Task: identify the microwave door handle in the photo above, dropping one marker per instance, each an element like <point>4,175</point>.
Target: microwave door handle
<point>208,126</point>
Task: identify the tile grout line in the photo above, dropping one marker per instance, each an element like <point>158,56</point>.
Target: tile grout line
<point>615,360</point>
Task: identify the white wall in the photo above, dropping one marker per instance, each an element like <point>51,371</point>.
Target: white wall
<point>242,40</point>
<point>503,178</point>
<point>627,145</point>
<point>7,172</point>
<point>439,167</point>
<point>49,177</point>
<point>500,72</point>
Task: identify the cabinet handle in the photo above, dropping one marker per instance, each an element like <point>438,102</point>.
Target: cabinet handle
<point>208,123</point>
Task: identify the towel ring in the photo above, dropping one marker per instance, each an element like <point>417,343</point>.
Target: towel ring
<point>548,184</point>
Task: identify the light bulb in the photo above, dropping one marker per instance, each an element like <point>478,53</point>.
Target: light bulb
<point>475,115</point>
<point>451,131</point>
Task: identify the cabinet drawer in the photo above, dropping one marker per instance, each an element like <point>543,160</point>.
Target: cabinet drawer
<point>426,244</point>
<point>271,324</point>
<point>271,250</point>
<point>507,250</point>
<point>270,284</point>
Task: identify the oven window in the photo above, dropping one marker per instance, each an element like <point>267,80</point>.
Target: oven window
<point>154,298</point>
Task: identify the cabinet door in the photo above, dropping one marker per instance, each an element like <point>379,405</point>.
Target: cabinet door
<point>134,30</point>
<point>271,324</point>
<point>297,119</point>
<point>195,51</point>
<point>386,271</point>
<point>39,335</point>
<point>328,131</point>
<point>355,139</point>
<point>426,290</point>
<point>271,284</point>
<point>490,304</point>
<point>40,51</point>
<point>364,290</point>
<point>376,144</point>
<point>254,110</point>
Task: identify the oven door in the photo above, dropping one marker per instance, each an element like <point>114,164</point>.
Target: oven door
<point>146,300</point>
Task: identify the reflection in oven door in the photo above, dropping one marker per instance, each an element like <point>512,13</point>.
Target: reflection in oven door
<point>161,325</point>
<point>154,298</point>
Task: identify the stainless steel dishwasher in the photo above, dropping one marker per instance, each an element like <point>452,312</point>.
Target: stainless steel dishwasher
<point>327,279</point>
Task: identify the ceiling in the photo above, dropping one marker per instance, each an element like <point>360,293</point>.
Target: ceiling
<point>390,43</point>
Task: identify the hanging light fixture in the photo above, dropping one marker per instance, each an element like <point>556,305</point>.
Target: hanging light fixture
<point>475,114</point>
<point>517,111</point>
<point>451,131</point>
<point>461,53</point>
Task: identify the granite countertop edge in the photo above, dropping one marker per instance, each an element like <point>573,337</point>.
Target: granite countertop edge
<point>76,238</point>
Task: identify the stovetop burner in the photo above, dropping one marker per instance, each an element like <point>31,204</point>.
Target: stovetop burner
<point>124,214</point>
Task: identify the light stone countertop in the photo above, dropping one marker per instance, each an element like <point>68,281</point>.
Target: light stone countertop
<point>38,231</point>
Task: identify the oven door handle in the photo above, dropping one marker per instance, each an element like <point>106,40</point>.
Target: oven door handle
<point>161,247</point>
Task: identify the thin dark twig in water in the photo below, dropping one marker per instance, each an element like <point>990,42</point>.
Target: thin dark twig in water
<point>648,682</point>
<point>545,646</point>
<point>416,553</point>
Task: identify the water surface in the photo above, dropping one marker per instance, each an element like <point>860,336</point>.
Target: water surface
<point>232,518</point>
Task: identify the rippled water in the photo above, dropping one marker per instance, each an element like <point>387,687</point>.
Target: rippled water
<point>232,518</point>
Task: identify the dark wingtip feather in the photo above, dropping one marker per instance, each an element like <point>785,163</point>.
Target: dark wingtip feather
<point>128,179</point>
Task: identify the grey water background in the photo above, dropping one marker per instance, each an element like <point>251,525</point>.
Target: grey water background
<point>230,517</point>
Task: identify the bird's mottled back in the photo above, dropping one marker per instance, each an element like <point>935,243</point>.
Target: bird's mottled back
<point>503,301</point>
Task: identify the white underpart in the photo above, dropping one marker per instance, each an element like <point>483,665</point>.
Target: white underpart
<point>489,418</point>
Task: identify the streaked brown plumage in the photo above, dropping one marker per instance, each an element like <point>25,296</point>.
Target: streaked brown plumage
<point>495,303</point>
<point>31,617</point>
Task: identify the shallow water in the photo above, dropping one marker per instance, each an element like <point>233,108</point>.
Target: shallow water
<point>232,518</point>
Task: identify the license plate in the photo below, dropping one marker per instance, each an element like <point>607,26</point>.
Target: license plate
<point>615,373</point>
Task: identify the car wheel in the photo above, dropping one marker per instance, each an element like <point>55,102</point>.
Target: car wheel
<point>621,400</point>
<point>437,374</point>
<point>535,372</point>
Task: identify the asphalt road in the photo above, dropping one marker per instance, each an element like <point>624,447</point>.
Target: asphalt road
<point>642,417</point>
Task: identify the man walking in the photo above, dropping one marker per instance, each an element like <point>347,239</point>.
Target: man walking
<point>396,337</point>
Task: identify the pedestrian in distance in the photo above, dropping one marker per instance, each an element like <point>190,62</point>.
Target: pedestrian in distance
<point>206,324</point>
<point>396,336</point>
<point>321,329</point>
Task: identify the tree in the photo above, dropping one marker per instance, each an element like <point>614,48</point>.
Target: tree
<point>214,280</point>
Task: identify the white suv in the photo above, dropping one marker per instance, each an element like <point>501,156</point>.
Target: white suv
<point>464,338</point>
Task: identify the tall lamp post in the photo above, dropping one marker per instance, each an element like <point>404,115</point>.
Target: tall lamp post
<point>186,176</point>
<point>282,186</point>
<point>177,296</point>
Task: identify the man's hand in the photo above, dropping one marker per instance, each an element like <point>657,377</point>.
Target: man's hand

• • • •

▶ **Task goal**
Rewrite every line from the one containing "Task: identify the streaked" through the one containing "<point>642,417</point>", including the requests, and scale each answer point's coordinates by 1.65, rounding to whole numbers with halves going up. Keep the numbers in the requests and their format samples unchanged.

▶ **Exercise response**
Task: identify the streaked brown plumage in the photo above, dropping one marker per instance, each an element like <point>25,296</point>.
Target: streaked brown plumage
<point>817,500</point>
<point>51,1018</point>
Task: identify the shallow water in the photo above, dropping one marker per instance, each an element like <point>233,108</point>.
Target: shallow water
<point>383,855</point>
Task: identify the license plate in the photo below, dropping one marker per instance, each an element like <point>607,26</point>.
Target: license plate
<point>1015,615</point>
Task: identify the car wheel in the photo above, dropping one marker per instance, each an element like <point>55,102</point>.
Target: car wheel
<point>1025,660</point>
<point>721,617</point>
<point>883,614</point>
Task: identify the asphalt road in the photo above, dropping one marker per instance, each an element like <point>624,447</point>.
Target: asphalt road
<point>1059,688</point>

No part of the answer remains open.